In Italia il lavoro è definito dalla Costituzione come fondamento della Repubblica. Ma nella cultura diffusa viene trattato come un sacrificio, assomiglia quasi a una punizione da cui sfuggire per raggiungere la felicità. Il risultato è una distanza crescente tra educazione e realtà lavorativa. Non solo: è una cultura diffusa che favorisce la frustrazione.
# Il lavoro è tenuto fuori dalla formazione dei giovani

Il lavoro? Qualcosa di brutto, di opprimente. Quasi una punizione. Serve solo per poter guadagnare qualche soldo. Questa, in sintesi, la concezione del lavoro secondo la cultura italiana, in particolare nel percorso formativo dei ragazzi. Nel sistema italiano, il lavoro è formalmente separato dal percorso educativo, poiché fino ai sedici anni ogni attività retribuita è vietata, anche se svolta in ambito familiare. Questo proprio perchè lo si vede come qualcosa da cui i giovani devono essere difesi.
Le scuole prevedono l’alternanza scuola-lavoro, ma solo negli ultimi anni e in modo spesso frammentato. Le esperienze precoci sono scoraggiate e raramente valorizzate, mentre i giovani crescono senza confrontarsi con responsabilità operative, regole produttive o vincoli di orario. L’ingresso nel mondo del lavoro avviene dopo la scuola, senza passaggi intermedi, e viene presentato come qualcosa di esterno e successivo, mai come fase del processo formativo. La divisione tra studio e attività produttiva è istituzionale e culturale: anche molte famiglie tendono a proteggere i figli da ogni contatto anticipato col lavoro, e l’approccio dominante continua a considerare il lavoro come un ostacolo allo sviluppo, non come strumento di formazione.
# Germania e Stati Uniti prevedono l’integrazione del lavoro

In Germania e negli Stati Uniti il lavoro è introdotto in modo graduale già durante il percorso scolastico: negli USA i giovani possono svolgere impieghi part-time dai quattordici anni, regolati ma diffusi, mentre il lavoro è visto come occasione per apprendere autonomia, gestione del tempo e responsabilità. In Germania, invece, gli studenti delle scuole secondarie partecipano a tirocini obbligatori, di una o due settimane, presso aziende o enti pubblici, che rappresentano esperienze curricolari riconosciute come parte della formazione. Il sistema tedesco prosegue con il modello duale, che unisce lezioni teoriche e attività in azienda. In entrambi i casi, il lavoro è parte normale del percorso di crescita: le istituzioni lo regolano e accompagnano, ma non lo escludono. La separazione tra formazione e produzione non è rigida, poiché l’esperienza concreta è considerata formativa fin dalle prime fasi.

▶ _Elenco dei record_
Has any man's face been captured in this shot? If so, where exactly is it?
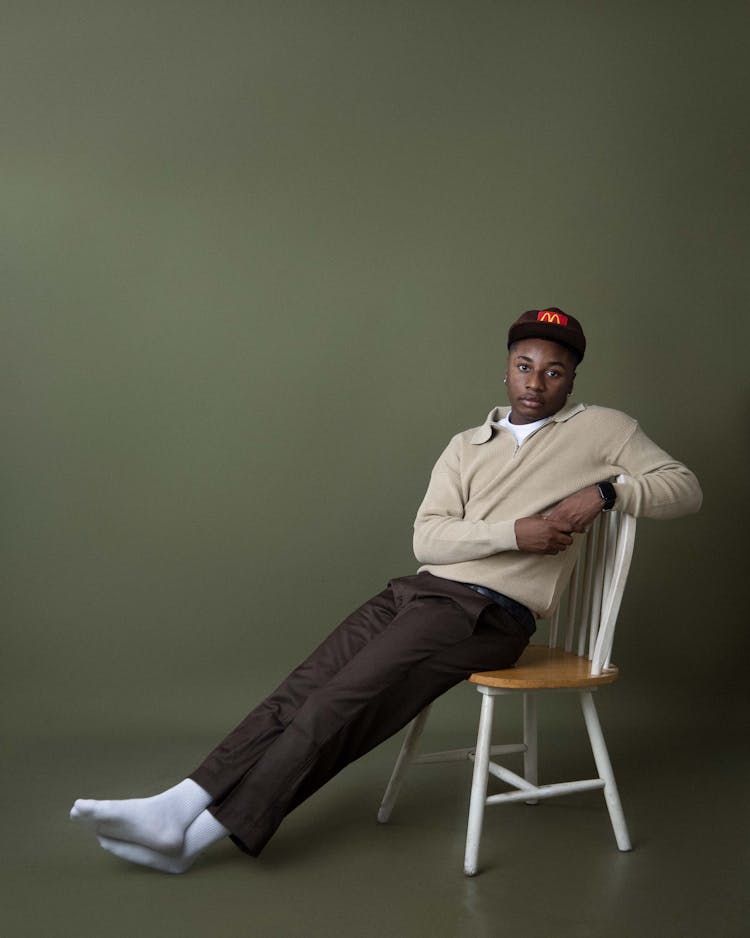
[506,339,576,423]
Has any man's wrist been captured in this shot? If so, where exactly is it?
[596,482,617,511]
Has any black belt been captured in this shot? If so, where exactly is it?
[462,583,536,635]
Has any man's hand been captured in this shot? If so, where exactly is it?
[515,516,580,554]
[548,485,604,539]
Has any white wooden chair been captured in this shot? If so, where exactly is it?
[378,500,635,876]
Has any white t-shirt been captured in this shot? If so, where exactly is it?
[494,414,552,446]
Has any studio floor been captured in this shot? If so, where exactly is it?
[0,685,748,938]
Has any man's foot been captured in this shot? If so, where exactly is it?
[70,778,212,854]
[97,811,229,873]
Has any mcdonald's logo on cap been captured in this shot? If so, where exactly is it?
[536,309,568,326]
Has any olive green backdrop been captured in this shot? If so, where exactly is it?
[0,0,749,736]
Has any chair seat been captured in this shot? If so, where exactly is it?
[469,645,618,690]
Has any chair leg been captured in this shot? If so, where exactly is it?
[523,693,539,804]
[464,688,495,876]
[581,691,633,851]
[378,704,432,824]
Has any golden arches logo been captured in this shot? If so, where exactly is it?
[536,309,568,326]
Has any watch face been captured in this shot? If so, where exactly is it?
[597,482,617,511]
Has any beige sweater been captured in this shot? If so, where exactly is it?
[414,404,702,617]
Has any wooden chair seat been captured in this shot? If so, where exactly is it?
[469,645,618,690]
[378,500,635,876]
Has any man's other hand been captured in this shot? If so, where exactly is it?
[544,485,604,534]
[515,516,576,554]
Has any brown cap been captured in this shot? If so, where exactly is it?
[508,306,586,361]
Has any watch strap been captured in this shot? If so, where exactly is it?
[596,482,617,511]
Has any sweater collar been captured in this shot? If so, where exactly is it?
[470,404,586,444]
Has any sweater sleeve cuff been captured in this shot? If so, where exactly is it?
[488,521,518,553]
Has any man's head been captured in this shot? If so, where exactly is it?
[508,306,586,363]
[505,306,586,424]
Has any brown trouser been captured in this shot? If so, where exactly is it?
[190,573,529,856]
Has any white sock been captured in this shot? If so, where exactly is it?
[97,811,229,873]
[70,778,213,853]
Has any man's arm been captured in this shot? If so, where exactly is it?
[414,438,573,564]
[545,425,703,533]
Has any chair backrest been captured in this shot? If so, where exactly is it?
[549,476,635,674]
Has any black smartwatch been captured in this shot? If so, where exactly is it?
[596,482,617,511]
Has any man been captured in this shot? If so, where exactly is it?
[71,307,701,873]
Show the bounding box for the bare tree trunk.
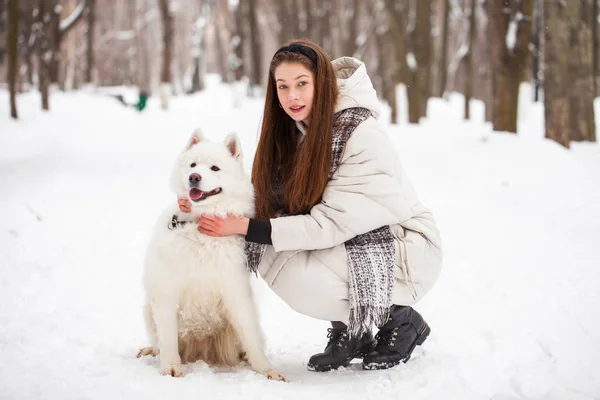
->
[278,0,294,42]
[302,0,315,39]
[0,1,8,65]
[375,27,398,124]
[248,0,263,86]
[214,1,231,83]
[380,0,408,123]
[317,1,333,56]
[544,0,574,148]
[133,0,152,95]
[488,0,533,133]
[591,0,600,97]
[36,0,52,111]
[568,0,596,142]
[6,0,19,119]
[85,0,96,83]
[465,0,477,119]
[437,0,450,97]
[413,0,432,117]
[46,0,91,83]
[342,0,360,57]
[232,0,246,81]
[291,0,302,39]
[533,0,540,103]
[159,0,174,110]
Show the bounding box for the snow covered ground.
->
[0,82,600,400]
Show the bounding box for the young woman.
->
[179,41,442,371]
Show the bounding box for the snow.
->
[0,76,600,400]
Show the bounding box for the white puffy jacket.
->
[259,57,442,321]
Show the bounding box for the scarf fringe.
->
[348,305,390,338]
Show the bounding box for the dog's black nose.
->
[190,173,202,183]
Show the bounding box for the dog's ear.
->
[224,132,242,161]
[185,128,204,150]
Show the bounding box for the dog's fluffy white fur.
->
[138,131,285,380]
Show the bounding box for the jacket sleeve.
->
[271,121,410,252]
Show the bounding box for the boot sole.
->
[306,341,377,372]
[363,324,431,371]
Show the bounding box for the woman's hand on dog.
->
[198,214,250,236]
[177,197,250,236]
[177,197,192,213]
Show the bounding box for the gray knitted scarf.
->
[246,108,395,337]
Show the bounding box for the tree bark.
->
[278,0,294,42]
[488,0,533,133]
[232,0,246,81]
[6,0,19,119]
[413,0,432,117]
[36,0,53,111]
[248,0,263,86]
[214,1,231,83]
[302,0,315,39]
[342,0,360,57]
[46,0,91,83]
[591,0,599,97]
[532,0,542,103]
[437,0,450,97]
[465,0,477,119]
[375,28,398,124]
[159,0,174,110]
[544,0,574,148]
[85,0,96,83]
[568,0,596,142]
[382,0,408,123]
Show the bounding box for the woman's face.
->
[274,62,315,125]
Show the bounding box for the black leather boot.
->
[307,322,376,372]
[363,306,431,369]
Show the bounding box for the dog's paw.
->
[160,364,183,378]
[262,369,286,382]
[136,346,157,358]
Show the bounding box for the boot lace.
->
[327,328,348,347]
[375,328,398,347]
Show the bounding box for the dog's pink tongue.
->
[190,188,204,201]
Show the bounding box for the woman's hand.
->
[198,214,250,236]
[177,196,192,213]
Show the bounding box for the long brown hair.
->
[252,40,338,219]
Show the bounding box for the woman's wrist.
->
[237,217,250,236]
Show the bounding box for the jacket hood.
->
[332,57,381,118]
[296,57,381,135]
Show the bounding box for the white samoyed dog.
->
[137,131,285,380]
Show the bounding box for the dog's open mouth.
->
[190,188,223,201]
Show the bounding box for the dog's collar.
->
[167,214,193,231]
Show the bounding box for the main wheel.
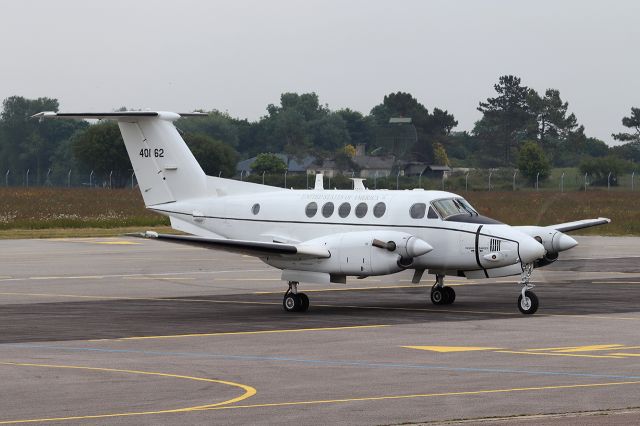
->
[431,287,446,305]
[282,293,302,312]
[298,293,309,312]
[518,291,538,315]
[442,287,456,305]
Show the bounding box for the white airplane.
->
[34,111,610,314]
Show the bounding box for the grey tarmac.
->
[0,237,640,425]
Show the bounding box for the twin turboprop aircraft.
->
[34,111,610,314]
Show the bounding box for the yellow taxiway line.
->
[203,380,640,411]
[0,362,257,424]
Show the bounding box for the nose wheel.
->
[518,263,538,315]
[431,275,456,305]
[282,281,309,312]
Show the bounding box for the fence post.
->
[584,173,587,192]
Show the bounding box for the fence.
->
[2,169,639,192]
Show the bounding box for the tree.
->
[474,75,535,165]
[527,89,578,146]
[336,108,375,146]
[176,110,239,148]
[611,108,640,143]
[518,141,551,182]
[251,153,287,174]
[70,122,132,186]
[433,143,449,166]
[371,92,458,162]
[580,155,631,185]
[184,133,238,177]
[0,96,88,183]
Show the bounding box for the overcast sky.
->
[0,0,640,143]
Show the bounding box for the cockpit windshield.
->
[431,198,478,220]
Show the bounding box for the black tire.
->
[282,293,302,312]
[442,287,456,305]
[431,287,447,305]
[518,291,538,315]
[298,293,309,312]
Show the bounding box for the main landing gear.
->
[282,281,309,312]
[431,275,456,305]
[518,263,538,315]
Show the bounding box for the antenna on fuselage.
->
[350,178,367,191]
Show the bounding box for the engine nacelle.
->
[306,231,433,276]
[516,226,578,254]
[534,252,560,268]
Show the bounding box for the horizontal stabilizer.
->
[547,217,611,232]
[31,111,207,121]
[127,231,331,259]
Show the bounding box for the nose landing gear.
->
[431,275,456,305]
[518,263,538,315]
[282,281,309,312]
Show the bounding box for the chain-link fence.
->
[1,168,640,192]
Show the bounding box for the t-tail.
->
[33,111,278,207]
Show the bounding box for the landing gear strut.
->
[431,275,456,305]
[518,263,538,315]
[282,281,309,312]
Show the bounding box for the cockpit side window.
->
[427,206,438,219]
[431,198,478,220]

▶ _Consegne dell'esercizio_
**1)** Ricopia parola per parola il testo sul lavoro e la formazione, cominciando da "# Il lavoro" e andando avanti fino a "devono essere difesi.".
**2)** Porta avanti il testo sul lavoro e la formazione, scrivendo il seguito da dove finisce.
I record non hanno niente a che fare con il testo sul lavoro e la formazione.

▶ _Le risposte_
**1)**
# Il lavoro è tenuto fuori dalla formazione dei giovani

Il lavoro? Qualcosa di brutto, di opprimente. Quasi una punizione. Serve solo per poter guadagnare qualche soldo. Questa, in sintesi, la concezione del lavoro secondo la cultura italiana, in particolare nel percorso formativo dei ragazzi. Nel sistema italiano, il lavoro è formalmente separato dal percorso educativo, poiché fino ai sedici anni ogni attività retribuita è vietata, anche se svolta in ambito familiare. Questo proprio perchè lo si vede come qualcosa da cui i giovani devono essere difesi.

**2)**
# Il lavoro è un elemento fondamentale nel processo di autorealizzazione

La vita è ciò che si trova al di fuori del posto di lavoro. Questo sembra il mantra che viene inculcato nella nostra mente. Ma è proprio così? Tutti i più grandi filosofi e psicologi di stampo umanistico dicono l’esatto contrario. Il lavoro è parte fondamentale del processo di autorealizzazione individuale. Rappresenta un percorso di crescita e di gratificazione.
Nel modello italiano, invece, il lavoro non è mai presentato come fase di sviluppo personale, ma piuttosto come una transizione brusca e posticipata che avviene senza allenamento e il cui solo orizzonte di speranza è rappresentato da weekend, ferie e pensione. Questo comporta due gravi distorsioni:
- considerando il lavoro in ottica estranea al percorso formativo, i giovani non vengono preparati per essere dei protagonisti nella loro carriera, ma vengono formati a una dipendenza mentale e di competenze che rischia di svilire il loro valore
- in secondo luogo, se si trasmette l’idea che la vita sia ciò che sta al di fuori del lavoro, si destinano le persone a un’esistenza infelice, in cui la gran parte del proprio tempo è dedicata alla sofferenza e alla mancanza di senso esistenziale.
L’Italia continua a trattare il lavoro come un evento traumatico, non come processo educativo. E l’effetto è quello di avere una società frustrata, infelice, che riconduce ogni fine a quello di prendere uno stipendio a fine mese e di difendere a tutti i costi il proprio luogo di sofferenza esistenziale.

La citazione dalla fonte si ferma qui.